Pouvez-vous restituer les items ci-dessous sous forme de CSV à deux colonnes, texte et valeur, avec une ligne par item (son texte et sa réponse, chacun dans un seul champ entre guillemets, les sauts de ligne remplacés par des espaces) et sans les images ?

(Entrées de pointage d'objets nommés)
# # #

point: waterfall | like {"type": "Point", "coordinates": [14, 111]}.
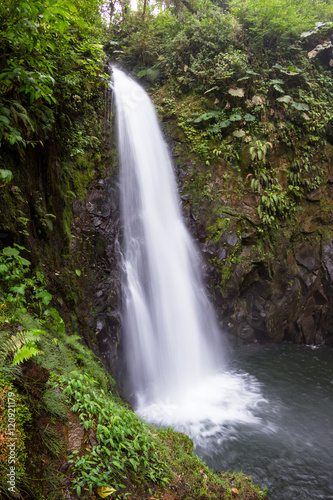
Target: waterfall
{"type": "Point", "coordinates": [173, 344]}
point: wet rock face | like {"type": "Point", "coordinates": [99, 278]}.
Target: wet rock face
{"type": "Point", "coordinates": [97, 223]}
{"type": "Point", "coordinates": [287, 295]}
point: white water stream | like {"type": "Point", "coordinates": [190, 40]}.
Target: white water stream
{"type": "Point", "coordinates": [174, 353]}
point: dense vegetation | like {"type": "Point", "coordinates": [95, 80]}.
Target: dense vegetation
{"type": "Point", "coordinates": [245, 90]}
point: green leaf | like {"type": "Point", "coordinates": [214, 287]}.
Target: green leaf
{"type": "Point", "coordinates": [249, 118]}
{"type": "Point", "coordinates": [45, 296]}
{"type": "Point", "coordinates": [224, 123]}
{"type": "Point", "coordinates": [26, 352]}
{"type": "Point", "coordinates": [11, 252]}
{"type": "Point", "coordinates": [4, 119]}
{"type": "Point", "coordinates": [285, 98]}
{"type": "Point", "coordinates": [235, 118]}
{"type": "Point", "coordinates": [300, 106]}
{"type": "Point", "coordinates": [236, 92]}
{"type": "Point", "coordinates": [278, 88]}
{"type": "Point", "coordinates": [206, 116]}
{"type": "Point", "coordinates": [239, 133]}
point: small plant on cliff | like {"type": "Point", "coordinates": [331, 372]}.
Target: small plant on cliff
{"type": "Point", "coordinates": [125, 449]}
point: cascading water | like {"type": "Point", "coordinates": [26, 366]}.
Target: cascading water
{"type": "Point", "coordinates": [173, 345]}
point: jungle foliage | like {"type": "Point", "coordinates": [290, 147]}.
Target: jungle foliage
{"type": "Point", "coordinates": [245, 82]}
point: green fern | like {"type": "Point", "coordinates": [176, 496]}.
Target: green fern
{"type": "Point", "coordinates": [22, 345]}
{"type": "Point", "coordinates": [26, 352]}
{"type": "Point", "coordinates": [27, 321]}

# # #

▸ Exercice corrigé:
texte,valeur
"point: waterfall | like {""type"": ""Point"", ""coordinates"": [14, 111]}. Target: waterfall","{""type"": ""Point"", ""coordinates"": [173, 344]}"
"point: wet rock face | like {""type"": ""Point"", ""coordinates"": [99, 278]}. Target: wet rock face","{""type"": ""Point"", ""coordinates"": [97, 223]} {""type"": ""Point"", ""coordinates"": [287, 295]}"
"point: white water stream | like {""type"": ""Point"", ""coordinates"": [190, 40]}. Target: white water stream","{""type"": ""Point"", ""coordinates"": [174, 353]}"
"point: dense vegetation | like {""type"": ""Point"", ""coordinates"": [95, 80]}. Target: dense vegetation","{""type"": ""Point"", ""coordinates"": [245, 90]}"
"point: green leaf | like {""type"": ""Point"", ""coordinates"": [214, 287]}. Target: green leaf","{""type"": ""Point"", ""coordinates"": [249, 118]} {""type"": ""Point"", ""coordinates"": [45, 296]} {""type"": ""Point"", ""coordinates"": [224, 123]} {""type"": ""Point"", ""coordinates"": [26, 352]} {""type"": ""Point"", ""coordinates"": [11, 252]} {""type"": ""Point"", ""coordinates"": [4, 119]} {""type"": ""Point"", ""coordinates"": [285, 98]} {""type"": ""Point"", ""coordinates"": [235, 118]} {""type"": ""Point"", ""coordinates"": [300, 106]} {""type"": ""Point"", ""coordinates"": [236, 92]} {""type"": ""Point"", ""coordinates"": [278, 88]} {""type"": ""Point"", ""coordinates"": [206, 116]} {""type"": ""Point"", ""coordinates"": [239, 133]}"
"point: small plant on cliff | like {""type"": ""Point"", ""coordinates"": [331, 372]}. Target: small plant on cliff","{""type"": ""Point"", ""coordinates"": [125, 449]}"
"point: cascading water | like {""type"": ""Point"", ""coordinates"": [26, 366]}. Target: cascading water","{""type"": ""Point"", ""coordinates"": [173, 345]}"
"point: jungle foliage | like {""type"": ""Point"", ""coordinates"": [290, 147]}. Target: jungle foliage","{""type"": ""Point"", ""coordinates"": [245, 82]}"
"point: green fern | like {""type"": ""Point"", ""coordinates"": [176, 496]}. Target: green fern","{""type"": ""Point"", ""coordinates"": [22, 345]} {""type"": ""Point"", ""coordinates"": [26, 352]} {""type"": ""Point"", ""coordinates"": [27, 321]}"